- [Task to carry out]
Copy out the records below, swapping "drop one marker" for "place one pin" wherever it appears and keeping everything else the same. Leave the pictures out.

(Position identification records)
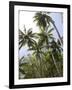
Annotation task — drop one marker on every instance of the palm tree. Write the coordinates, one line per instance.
(38, 53)
(43, 20)
(46, 36)
(26, 37)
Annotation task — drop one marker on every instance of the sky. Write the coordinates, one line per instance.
(26, 18)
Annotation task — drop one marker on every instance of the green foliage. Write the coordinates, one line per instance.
(47, 57)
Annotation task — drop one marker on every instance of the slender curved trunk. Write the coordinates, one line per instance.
(55, 64)
(57, 33)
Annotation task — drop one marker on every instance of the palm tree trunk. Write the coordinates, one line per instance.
(55, 64)
(57, 33)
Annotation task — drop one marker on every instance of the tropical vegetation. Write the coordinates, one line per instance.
(46, 58)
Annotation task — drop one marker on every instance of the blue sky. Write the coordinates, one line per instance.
(26, 18)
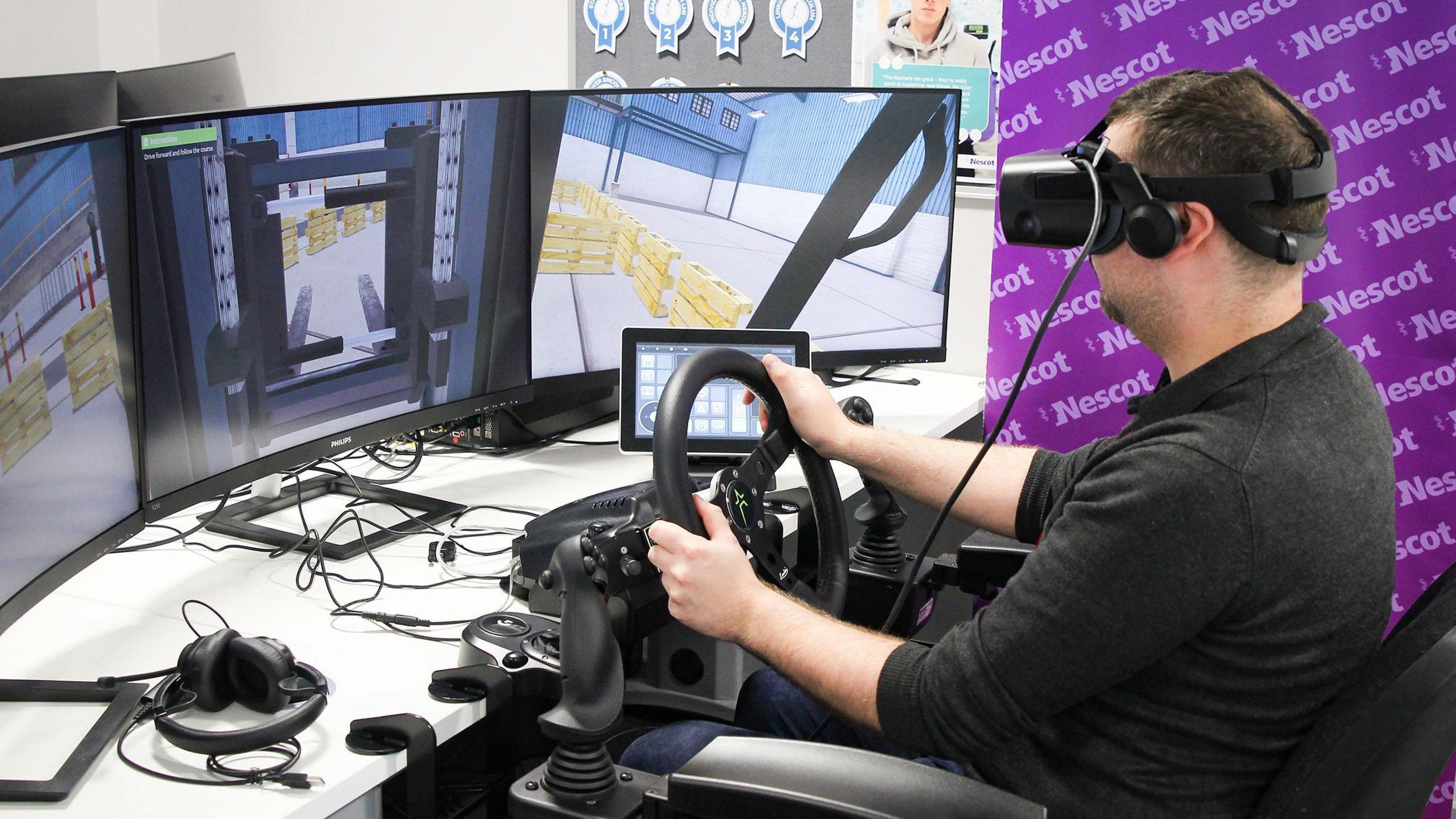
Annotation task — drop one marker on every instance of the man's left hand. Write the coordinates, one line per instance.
(711, 586)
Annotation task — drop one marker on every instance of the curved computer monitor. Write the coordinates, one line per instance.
(184, 88)
(69, 454)
(823, 210)
(51, 105)
(324, 276)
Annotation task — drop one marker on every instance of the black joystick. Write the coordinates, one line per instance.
(880, 516)
(592, 677)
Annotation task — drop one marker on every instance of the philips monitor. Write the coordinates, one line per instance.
(321, 278)
(184, 88)
(69, 451)
(51, 105)
(823, 210)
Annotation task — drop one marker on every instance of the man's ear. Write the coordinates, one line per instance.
(1197, 228)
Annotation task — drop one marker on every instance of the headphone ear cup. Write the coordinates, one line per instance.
(255, 667)
(203, 668)
(1153, 229)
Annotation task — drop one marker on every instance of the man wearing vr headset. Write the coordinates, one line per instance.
(1205, 581)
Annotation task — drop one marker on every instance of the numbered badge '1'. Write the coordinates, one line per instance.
(667, 21)
(796, 21)
(729, 21)
(606, 19)
(606, 81)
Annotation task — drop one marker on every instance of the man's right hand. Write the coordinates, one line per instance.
(816, 417)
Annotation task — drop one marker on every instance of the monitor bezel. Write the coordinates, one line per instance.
(130, 525)
(628, 441)
(825, 359)
(341, 441)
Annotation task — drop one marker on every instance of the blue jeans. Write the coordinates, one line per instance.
(768, 706)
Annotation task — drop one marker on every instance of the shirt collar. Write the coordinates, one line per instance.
(1174, 398)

- [Expected answer]
Annotation task — place one pin on every instance of the palm tree. Write the coordinates, one line per instance.
(38, 53)
(43, 20)
(46, 36)
(26, 37)
Annotation task — place one pin on every instance of the sky. Write the coordinates, one line per instance.
(26, 18)
Annotation task — place one pin on every instance of the green foliage. Write the coordinates, one line per instance.
(47, 57)
Annotation task — place one pin on every instance of the slender curved trunk. Write the coordinates, one line per instance.
(55, 64)
(57, 33)
Annotation task — place one pin on every instance of the palm tree trunk. Write the coordinates, one line per instance.
(55, 64)
(57, 33)
Annotation task — place one pin on every instance of the tropical vegetation. Write the coordinates, one line per instance.
(46, 58)
Annotation task — place one pin on every instance of the blue sky. Write the coordinates, one line per instance.
(26, 18)
Annotation task — place one pin on every instance of the man's left hand. Write the coordinates, one line per instance.
(711, 586)
Annotation task — place one pin on every instance of the curved computer monitor. Write the coordinates, one line per instance.
(184, 88)
(69, 454)
(823, 210)
(51, 105)
(324, 276)
Annotation task — place one pin on every instance of the black joystick. Write the coordinates, one line per instance.
(880, 516)
(592, 677)
Annotation task — place one pin on every instance of the philips monitor. Write the coordinates, one line per instance.
(321, 278)
(184, 88)
(69, 451)
(51, 105)
(823, 210)
Annotation task — place one pin on every instance of the man's ear. Write the coordinates, one line per instance.
(1197, 228)
Annotation task — place one pin on every instance of the headphone ear cup. Write the coordinates, one line per instance.
(255, 667)
(203, 668)
(1153, 229)
Annotation task — place one pin on every instance of the man wearing vr headset. Write the coordinates, one line per instance.
(1205, 581)
Annotation task — place one pin on every instance of the numbered badge '1'. Write the coordinates, one line per instance.
(667, 21)
(796, 21)
(729, 21)
(606, 19)
(606, 81)
Annotation task — place one pin on every instance of the man's right hand. Write the coordinates, one line per instance.
(816, 417)
Annotation task — place one pin on every instance of the monitor bezel. Write the coordinates, one line per instance.
(130, 525)
(628, 441)
(825, 359)
(341, 441)
Annotation task — place one pin on every instance of the blue jeans. Write the coordinates, one line per instance.
(768, 706)
Annotation task — place one pin on every instance of the shirt collar. Write the coordinates, one line per instance.
(1174, 398)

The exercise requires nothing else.